# [EXERCISE GOAL]
Each line below is to be written out in full, exactly as shown.

# [SUPPLIED RECORDS]
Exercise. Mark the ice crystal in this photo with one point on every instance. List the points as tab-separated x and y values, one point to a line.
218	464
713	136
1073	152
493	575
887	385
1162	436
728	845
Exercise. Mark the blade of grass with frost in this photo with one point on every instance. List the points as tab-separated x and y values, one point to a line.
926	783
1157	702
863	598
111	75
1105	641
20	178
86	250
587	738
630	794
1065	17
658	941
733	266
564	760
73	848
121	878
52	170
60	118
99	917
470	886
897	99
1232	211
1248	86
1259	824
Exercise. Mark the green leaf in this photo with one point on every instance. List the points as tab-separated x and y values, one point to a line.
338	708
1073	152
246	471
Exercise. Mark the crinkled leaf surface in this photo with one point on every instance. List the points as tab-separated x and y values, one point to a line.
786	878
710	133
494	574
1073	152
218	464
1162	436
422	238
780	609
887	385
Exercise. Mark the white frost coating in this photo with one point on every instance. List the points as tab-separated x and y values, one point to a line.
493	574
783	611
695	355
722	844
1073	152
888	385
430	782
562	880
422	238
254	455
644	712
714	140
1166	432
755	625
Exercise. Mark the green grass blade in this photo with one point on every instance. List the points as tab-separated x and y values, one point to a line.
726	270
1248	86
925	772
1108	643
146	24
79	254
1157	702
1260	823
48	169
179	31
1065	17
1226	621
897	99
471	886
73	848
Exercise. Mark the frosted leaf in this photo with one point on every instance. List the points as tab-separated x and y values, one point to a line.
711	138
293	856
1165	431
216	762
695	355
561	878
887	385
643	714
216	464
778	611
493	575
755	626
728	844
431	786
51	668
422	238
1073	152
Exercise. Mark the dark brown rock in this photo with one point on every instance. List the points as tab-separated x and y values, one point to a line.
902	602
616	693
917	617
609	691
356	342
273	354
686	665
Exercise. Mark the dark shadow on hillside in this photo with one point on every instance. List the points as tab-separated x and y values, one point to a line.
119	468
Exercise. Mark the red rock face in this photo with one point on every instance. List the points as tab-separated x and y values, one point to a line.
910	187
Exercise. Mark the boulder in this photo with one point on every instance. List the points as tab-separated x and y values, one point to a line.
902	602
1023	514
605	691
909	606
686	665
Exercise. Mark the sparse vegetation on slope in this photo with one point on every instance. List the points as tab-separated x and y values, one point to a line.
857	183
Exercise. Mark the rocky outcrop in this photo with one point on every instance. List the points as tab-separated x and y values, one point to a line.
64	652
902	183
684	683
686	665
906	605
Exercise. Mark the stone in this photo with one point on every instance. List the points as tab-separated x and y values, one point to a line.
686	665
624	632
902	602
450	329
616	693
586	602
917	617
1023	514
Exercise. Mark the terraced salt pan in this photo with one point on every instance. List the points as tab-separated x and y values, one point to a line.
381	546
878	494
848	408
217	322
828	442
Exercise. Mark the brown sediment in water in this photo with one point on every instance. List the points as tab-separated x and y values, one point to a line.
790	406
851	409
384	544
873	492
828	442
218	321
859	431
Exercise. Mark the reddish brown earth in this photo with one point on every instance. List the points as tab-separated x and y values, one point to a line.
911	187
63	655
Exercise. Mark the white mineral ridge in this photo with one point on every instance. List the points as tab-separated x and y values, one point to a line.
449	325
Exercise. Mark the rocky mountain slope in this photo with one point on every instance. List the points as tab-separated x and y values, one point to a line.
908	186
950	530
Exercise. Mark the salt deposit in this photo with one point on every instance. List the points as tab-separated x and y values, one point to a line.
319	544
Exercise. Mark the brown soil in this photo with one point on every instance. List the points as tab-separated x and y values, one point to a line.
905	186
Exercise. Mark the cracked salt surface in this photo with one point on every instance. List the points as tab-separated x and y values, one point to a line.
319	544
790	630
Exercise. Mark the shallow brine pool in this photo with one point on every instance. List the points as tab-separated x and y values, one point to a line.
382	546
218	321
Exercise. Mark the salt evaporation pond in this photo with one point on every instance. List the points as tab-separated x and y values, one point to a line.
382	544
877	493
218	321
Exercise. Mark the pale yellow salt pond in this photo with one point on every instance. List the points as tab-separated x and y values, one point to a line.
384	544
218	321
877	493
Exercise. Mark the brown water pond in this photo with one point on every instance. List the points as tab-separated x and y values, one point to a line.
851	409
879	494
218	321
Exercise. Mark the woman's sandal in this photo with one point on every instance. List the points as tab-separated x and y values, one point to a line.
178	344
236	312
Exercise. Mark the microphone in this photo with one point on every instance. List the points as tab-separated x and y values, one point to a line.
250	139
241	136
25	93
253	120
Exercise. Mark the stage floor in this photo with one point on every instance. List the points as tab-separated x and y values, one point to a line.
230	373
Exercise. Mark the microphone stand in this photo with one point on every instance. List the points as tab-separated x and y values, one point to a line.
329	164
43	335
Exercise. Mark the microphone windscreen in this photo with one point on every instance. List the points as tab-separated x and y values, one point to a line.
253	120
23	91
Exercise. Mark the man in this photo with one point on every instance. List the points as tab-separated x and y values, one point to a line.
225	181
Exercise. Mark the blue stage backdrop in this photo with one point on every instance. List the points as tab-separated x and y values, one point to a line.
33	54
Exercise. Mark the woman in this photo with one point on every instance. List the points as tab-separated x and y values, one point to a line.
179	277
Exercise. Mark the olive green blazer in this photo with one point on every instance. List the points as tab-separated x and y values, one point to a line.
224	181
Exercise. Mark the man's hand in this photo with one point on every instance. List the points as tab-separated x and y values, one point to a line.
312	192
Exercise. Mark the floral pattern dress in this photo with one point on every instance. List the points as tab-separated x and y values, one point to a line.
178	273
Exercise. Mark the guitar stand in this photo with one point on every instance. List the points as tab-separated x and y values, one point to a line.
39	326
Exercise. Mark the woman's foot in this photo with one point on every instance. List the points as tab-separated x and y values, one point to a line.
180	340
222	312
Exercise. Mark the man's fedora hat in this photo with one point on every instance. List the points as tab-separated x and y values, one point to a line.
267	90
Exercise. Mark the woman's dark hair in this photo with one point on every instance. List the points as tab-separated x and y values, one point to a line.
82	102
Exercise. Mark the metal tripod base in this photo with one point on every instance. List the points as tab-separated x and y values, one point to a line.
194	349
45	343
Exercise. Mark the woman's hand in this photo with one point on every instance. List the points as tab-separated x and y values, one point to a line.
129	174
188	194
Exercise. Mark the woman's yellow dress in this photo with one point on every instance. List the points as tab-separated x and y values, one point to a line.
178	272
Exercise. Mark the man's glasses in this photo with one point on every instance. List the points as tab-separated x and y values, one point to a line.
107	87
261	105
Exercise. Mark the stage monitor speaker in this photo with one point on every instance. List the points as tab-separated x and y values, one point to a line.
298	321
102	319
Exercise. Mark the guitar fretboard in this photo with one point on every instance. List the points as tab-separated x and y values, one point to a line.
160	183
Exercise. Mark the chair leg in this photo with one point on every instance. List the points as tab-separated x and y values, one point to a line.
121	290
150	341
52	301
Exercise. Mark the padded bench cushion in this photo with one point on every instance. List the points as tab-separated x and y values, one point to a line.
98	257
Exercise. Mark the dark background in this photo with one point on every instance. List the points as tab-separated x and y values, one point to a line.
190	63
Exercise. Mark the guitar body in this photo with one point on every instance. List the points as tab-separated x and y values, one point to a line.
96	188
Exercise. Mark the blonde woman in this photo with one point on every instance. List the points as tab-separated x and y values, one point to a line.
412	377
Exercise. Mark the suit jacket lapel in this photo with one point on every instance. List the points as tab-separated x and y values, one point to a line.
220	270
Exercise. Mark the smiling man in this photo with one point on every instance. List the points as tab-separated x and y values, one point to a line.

# [THE SOLUTION]
Exercise. Mark the ice crystal in this photo with one point on every instance. List the points as tab-separated x and y values, one point to a line.
218	464
713	136
1073	152
493	575
887	385
1162	436
728	845
Exercise. Mark the blade of grass with frost in this photo with one point on every instance. List the points as tab-separated x and y values, one point to a line.
926	783
1157	702
863	598
111	75
1105	641
20	178
86	250
587	738
630	794
1065	17
658	941
733	266
564	760
73	848
121	878
52	170
60	118
99	917
470	886
897	99
1232	211
1248	86
1259	824
Exercise. Mark the green leaf in this photo with one point on every instance. List the points as tab-separated x and y values, one point to a line.
338	708
1073	152
246	471
Exercise. Mark the crinkled leaf surface in this photo with one point on every instance. List the points as tab-separated x and y values, one point to a line.
786	878
710	133
494	574
1073	152
218	464
1162	436
422	238
780	609
887	385
Exercise. Mark the white frost coating in this photo with one point on every instance. List the points as tab-separated x and y values, one point to a line.
493	574
783	611
695	355
722	844
1073	152
888	385
430	782
562	880
422	238
254	455
644	712
714	140
1166	432
755	625
Exercise. Mark the green grass blade in this photo with one point on every instance. List the points as tab-separated x and y values, one point to a line.
726	270
1248	86
925	772
1108	643
146	24
79	254
1157	702
1260	823
48	169
179	31
1065	17
1226	621
897	99
471	886
73	848
Exercise. Mark the frosted leaf in this photo with one point on every instance. List the points as tab-separated x and y values, one point to a line.
711	138
293	856
1165	431
216	762
695	355
561	878
887	385
643	714
216	464
778	611
493	575
755	626
728	844
431	786
51	668
422	238
1073	152
Exercise. Mark the dark brown rock in this photo with one point on every instance. List the points as tab-separated x and y values, one point to a line.
902	602
616	693
917	617
609	691
356	342
273	354
686	665
Exercise. Mark the dark shadow on hillside in this photo with one point on every instance. List the points as tab-separated x and y values, one point to a line.
119	468
Exercise. Mark the red rock face in this photo with one point on every instance. List the points as tab-separated x and y values, one point to a line.
910	187
Exercise. Mark the boulder in this photo with one point on every instance. List the points as tab-separated x and y values, one point to a line.
902	602
1023	514
605	691
909	606
686	665
Exercise. Mark the sparse vegetation on slope in this photo with one point on every instance. List the points as tab-separated x and y values, one point to a line.
857	183
Exercise. Mark the rocky outcrop in this photo with one point on every instance. List the points as tab-separated x and y values, one point to a line.
64	652
902	183
684	683
686	665
906	605
Exercise. Mark the stone in this photo with one point on every instance. List the points as tab-separated x and y values, one point to a line.
686	665
624	632
902	602
450	329
616	693
586	602
917	617
1023	514
Exercise. Mark the terraced salt pan in this photo with one point on every instance. List the points as tab-separated x and y values, one point to a line.
381	546
878	494
848	408
217	322
828	442
Exercise. Mark the brown sediment in water in this photo with one point on every instance. List the points as tab-separated x and y values, one point to a line.
790	406
851	409
384	544
873	492
828	442
218	321
859	431
Exercise. Mark the reddish brown earth in this photo with one point on every instance. List the points as tab-separated x and y values, one point to a line.
911	187
63	655
Exercise. Mark the white mineral ridge in this photo with one point on every instance. List the points as tab-separated x and y values, one point to a line.
449	325
Exercise. Mark the rocky mountain slope in this photo with one point on every instance. List the points as tab-separated x and y values, one point to a line.
908	186
950	530
Exercise. Mark the salt deposit in this photo with one point on every instance. List the points as tab-separated x and y values, one point to a line.
319	544
Exercise. Mark the brown soil in this photo with one point on every instance. List the points as tab-separated x and y values, one point to a line.
905	186
Exercise. Mark the cracked salt surface in this photo with one point on every instance. List the points as tab-separated x and y values, one point to a line.
319	544
790	630
Exercise. Mark the shallow brine pool in this photo with one point on every instance. List the points as tab-separated x and y values, one point to a line.
382	546
218	321
Exercise. Mark the salt evaporation pond in this photo with one point on every instance. List the points as tab-separated x and y values, one point to a line.
382	544
877	493
218	321
Exercise. Mark the pale yellow salt pond in this photo with one point on every instance. List the points as tab-separated x and y values, one point to a line.
384	544
218	321
877	493
Exercise. Mark the brown water pond in this photo with one point on every instance. List the points as tab-separated x and y values, one point to a line.
851	409
879	494
218	321
Exercise. Mark the woman's sandal in this photo with one point on every instance. List the points as tab-separated x and y values, one point to a line.
178	344
236	312
Exercise. Mark the microphone in this photo with one point on every instance. List the points as tab-separated x and y values, one point to a line.
250	139
241	136
25	93
253	120
Exercise. Mark the stage floor in this photo with one point on every instance. List the points as tab-separated x and y values, one point to a line.
230	373
Exercise. Mark the microphone stand in this photo with one point on every instance. List the points as tab-separated x and y values, one point to a line.
329	164
43	335
Exercise. Mark the microphone windscreen in this photo with one point on every instance. List the points as tab-separated x and y values, one point to a line.
253	120
23	91
Exercise. Mark the man in this photo with one point on every instance. List the points as tab-separated x and y values, one point to a line.
225	181
Exercise. Mark the blue stage backdrop in this photo with one point on every instance. List the points as tab-separated x and y values, one point to a line.
33	54
Exercise. Mark the woman in this photo with one point on every instance. List the points as tab-separated x and y values, one point to a line.
179	277
Exercise. Mark the olive green blazer in this photo with one point on every instance. List the points as tab-separated x and y values, one point to a line.
224	181
Exercise. Mark the man's hand in this photo with one point on every instance. List the points as tab-separated x and y values, one point to a line.
312	192
Exercise. Mark the floral pattern dress in this photo with one point on every instance. List the points as tab-separated x and y values, one point to a line.
178	273
Exercise. Mark the guitar stand in this photo with one point on every instance. List the points as tab-separated x and y values, one point to a line.
39	326
Exercise. Mark the woman's foot in this photo with one point on every instance. List the points as tab-separated x and y values, one point to a line.
180	340
222	312
Exercise. Mark the man's fedora hat in this photo with one point on every instance. List the points as tab-separated x and y values, one point to a line.
267	90
Exercise. Mark the woman's dark hair in this photo with one point on every instance. List the points as tab-separated x and y values, one point to a line.
82	102
Exercise. Mark the metal tripod base in this photo with one point on every instance. List the points as tab-separated x and y values, one point to a line.
194	349
45	343
Exercise. Mark the woman's hand in this photo with one point on every instance. List the points as tab-separated x and y values, one point to a line.
129	174
188	194
Exercise. Mark the woman's yellow dress in this photo with one point on every instance. List the points as tab-separated x and y values, one point to a line.
178	272
Exercise. Mark the man's glasses in this photo with one point on every instance. List the points as tab-separated x and y values, one point to a line.
107	87
261	105
Exercise. Mark the stage monitor speaker in this photo with one point on every instance. List the points as tab-separated x and y values, one point to a line.
298	321
102	319
Exercise. Mark the guitar fretboard in this photo with one point on every instance. List the points as tab-separated x and y values, one point to a line.
160	183
Exercise. Mark the chair leg in this photo with one point on every instance. List the points as tab-separated x and y values, one point to a line.
121	290
150	341
52	301
Exercise. Mark the padded bench cushion in this photo with one point on every instance. List the points as tab-separated x and y values, one point to a line.
98	257
Exercise. Mark the dark background in this photo with one point on every instance. List the points as tab-separated x and y values, one point to a line.
190	63
Exercise. Mark the guitar body in this photo with one point on every instance. List the points as tab-separated x and y values, one point to a line.
96	188
Exercise. Mark the blonde woman in this photo with one point on every instance. List the points as tab-separated x and y values, one point to a line.
412	377
Exercise. Mark the suit jacket lapel in this photo with one point on every instance. List the points as tab-separated x and y values, one point to a line.
220	270
Exercise. Mark the smiling man in this photo with one point on every instance. List the points as tab-separated x and y values, one point to a line.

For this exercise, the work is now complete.